Now we have extracted features of image using CNN. Now we will leverage that feature vector and the decoded sequence and keep on predicting next word in the caption sentence. Hence we need a model that takes an input image and an input word sequence, processes them, combines the resulting representations, and produces a probability distribution over the vocabulary for each word in the output sequence.

In [None]:
# # First input is the CNN feature vectors of the images
# # One step processing more of the CNN feature vector to reduce it's size.
# from keras.layers import concatenate
# input_1 = Input(shape=(2048,))
# final_image_feature = Dropout(0.5)(input_1)
# final_image_feature = Dense(256, activation='relu')(final_image_feature)

# # Second input is the caption
# input_2 = Input(shape=(caption_max_length,))
# lang_feature = Embedding(vocab_size, emb_dim, weights=[embedding_matrix], trainable=False, mask_zero=True)(input_2)
# lang_feature = Dropout(0.5)(lang_feature)
# lang_feature = LSTM(256)(lang_feature)

# decoder = concatenate([final_image_feature, lang_feature])
# decoder = Dense(256, activation='relu')(decoder)
# outputs = Dense(vocab_size, activation='softmax')(decoder)

# model = Model(inputs=[input_1, input_2], outputs=outputs)

# model.compile(loss='categorical_crossentropy', optimizer='adam')

» Items:
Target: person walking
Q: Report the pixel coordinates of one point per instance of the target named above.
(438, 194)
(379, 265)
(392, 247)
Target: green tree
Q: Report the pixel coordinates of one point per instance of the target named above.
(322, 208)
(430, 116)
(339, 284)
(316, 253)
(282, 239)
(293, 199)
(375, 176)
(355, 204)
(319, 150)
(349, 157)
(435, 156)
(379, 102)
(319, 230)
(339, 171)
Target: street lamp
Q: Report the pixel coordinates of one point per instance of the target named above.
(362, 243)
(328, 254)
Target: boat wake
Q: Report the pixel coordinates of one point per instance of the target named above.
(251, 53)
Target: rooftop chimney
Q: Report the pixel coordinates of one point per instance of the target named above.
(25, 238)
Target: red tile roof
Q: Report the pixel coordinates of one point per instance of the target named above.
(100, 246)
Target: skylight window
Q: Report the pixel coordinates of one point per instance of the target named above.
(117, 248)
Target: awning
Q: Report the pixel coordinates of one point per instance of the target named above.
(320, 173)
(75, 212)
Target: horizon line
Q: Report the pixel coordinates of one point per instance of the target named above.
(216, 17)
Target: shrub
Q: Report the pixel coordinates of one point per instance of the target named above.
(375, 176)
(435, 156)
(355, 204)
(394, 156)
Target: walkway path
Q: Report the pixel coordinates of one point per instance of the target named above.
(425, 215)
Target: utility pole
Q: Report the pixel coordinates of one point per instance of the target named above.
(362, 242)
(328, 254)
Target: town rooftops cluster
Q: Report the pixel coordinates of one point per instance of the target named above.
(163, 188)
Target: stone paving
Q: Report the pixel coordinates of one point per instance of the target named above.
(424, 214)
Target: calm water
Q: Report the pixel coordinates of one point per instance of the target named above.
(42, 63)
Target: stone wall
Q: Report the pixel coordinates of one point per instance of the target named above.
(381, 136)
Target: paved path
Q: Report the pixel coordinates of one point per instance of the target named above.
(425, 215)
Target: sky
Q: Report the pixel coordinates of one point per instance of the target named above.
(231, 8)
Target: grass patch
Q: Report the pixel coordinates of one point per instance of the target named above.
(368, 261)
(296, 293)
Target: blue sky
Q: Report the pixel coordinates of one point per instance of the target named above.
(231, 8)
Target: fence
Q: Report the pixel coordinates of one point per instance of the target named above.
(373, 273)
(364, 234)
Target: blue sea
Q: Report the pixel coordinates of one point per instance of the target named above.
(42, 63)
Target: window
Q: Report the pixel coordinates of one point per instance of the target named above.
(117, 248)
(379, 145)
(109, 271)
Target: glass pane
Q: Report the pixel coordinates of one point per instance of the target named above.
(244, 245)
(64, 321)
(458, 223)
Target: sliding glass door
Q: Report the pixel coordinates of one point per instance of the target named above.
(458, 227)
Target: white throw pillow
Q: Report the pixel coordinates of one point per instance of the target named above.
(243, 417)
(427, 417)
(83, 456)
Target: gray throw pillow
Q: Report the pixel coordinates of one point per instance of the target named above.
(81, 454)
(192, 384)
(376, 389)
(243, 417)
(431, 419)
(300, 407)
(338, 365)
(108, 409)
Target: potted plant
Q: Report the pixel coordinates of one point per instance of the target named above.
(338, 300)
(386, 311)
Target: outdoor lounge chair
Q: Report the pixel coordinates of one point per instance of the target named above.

» Exercise prompt: Carry on with the image captioning notebook from the point where it ends. The items come from a separate source.

» Result:
# feature input -> first path 
in1 = Input(shape = (1, 2048))

feat_l1 = Dropout(0.5)(in1)
feat_l2 = Dense(emb_dim, activation = 'relu')(feat_l1)

# sequence input -> second path
in2 = Input(shape=(caption_max_length,))
emb = Embedding(vocab_size, emb_dim, weights=[embedding_matrix], trainable=False, mask_zero=False)(in2)
emb = Dense(emb_dim, activation = 'relu')(emb)

comb_l1 = add([feat_l2, emb])

seq_l1 = Dropout(0.1)(comb_l1)
seq_l2 = LSTM(emb_dim, return_sequences = True)(seq_l1)

seq_l3 = Dropout(0.1)(seq_l2)
seq_l4 = LSTM(emb_dim, return_sequences = True)(seq_l3)

seq_l5 = Dropout(0.1)(seq_l4)
seq_l6 = LSTM(emb_dim)(seq_l5)


comb_l2 = add([Reshape((emb_dim, ))(feat_l2), seq_l6])
comb_l3 = Dense(emb_dim, activation = 'relu')(comb_l2)

# output
output = Dense(vocab_size, activation = 'softmax')(comb_l3)

# compile model
model = Model(inputs = [in1, in2], outputs = output)
model.compile(loss = 'categorical_crossentropy', 
             optimizer = Adam(amsgrad = True, learning_rate = 0.0005))

# to prevent overfitting
cp = EarlyStopping(patience = 3, restore_best_weights= True)

print(model.summary())

# BUILDING DATALOADER

We will call our fuction **Data Generator** to generate batch_size number of training samples at a time. But before that let us read our training image features that we stored in a pickle file.

In [None]:
train_features = pickle.load(open("/kaggle/input/d/riddhich/train-features/Train_Images_Features.pkl", 'rb'))

In [None]:
for key in train_features.keys():
    print(len(train_features[key]))
    break

In [None]:
def data_generator(features_dict, captions_dict, batch_size):
    
    # Now we have input as image features and caption.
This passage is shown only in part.